Stored data:
-*-

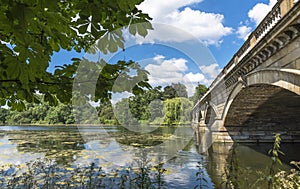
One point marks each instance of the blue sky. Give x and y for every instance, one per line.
x=218, y=29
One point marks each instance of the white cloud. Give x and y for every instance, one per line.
x=212, y=70
x=260, y=10
x=207, y=27
x=164, y=72
x=243, y=32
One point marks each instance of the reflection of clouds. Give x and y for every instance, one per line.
x=108, y=156
x=10, y=155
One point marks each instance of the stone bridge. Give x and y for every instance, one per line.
x=257, y=92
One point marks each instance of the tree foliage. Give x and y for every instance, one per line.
x=200, y=90
x=32, y=30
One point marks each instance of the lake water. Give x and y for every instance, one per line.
x=111, y=147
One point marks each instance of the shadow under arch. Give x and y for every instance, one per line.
x=258, y=111
x=288, y=79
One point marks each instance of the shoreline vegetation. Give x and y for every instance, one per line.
x=157, y=106
x=88, y=125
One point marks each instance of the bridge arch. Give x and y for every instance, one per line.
x=284, y=78
x=268, y=101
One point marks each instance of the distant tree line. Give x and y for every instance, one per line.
x=168, y=105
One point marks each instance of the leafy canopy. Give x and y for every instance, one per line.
x=32, y=30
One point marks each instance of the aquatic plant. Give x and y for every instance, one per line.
x=46, y=173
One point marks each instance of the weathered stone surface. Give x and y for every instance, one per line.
x=259, y=92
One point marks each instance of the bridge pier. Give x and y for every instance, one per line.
x=258, y=93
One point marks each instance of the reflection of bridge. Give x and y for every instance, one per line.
x=257, y=92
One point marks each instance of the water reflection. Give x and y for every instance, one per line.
x=116, y=146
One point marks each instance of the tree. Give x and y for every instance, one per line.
x=3, y=115
x=200, y=90
x=177, y=110
x=32, y=30
x=169, y=92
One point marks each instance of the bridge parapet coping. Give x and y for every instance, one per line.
x=258, y=46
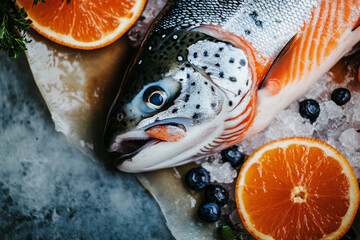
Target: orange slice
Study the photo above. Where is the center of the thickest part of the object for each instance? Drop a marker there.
(83, 24)
(297, 188)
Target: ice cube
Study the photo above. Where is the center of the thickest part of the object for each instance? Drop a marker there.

-*-

## Task objective
Show every line above where "Target" is found.

## Answer to the problem
Target: orange slice
Target: ice cube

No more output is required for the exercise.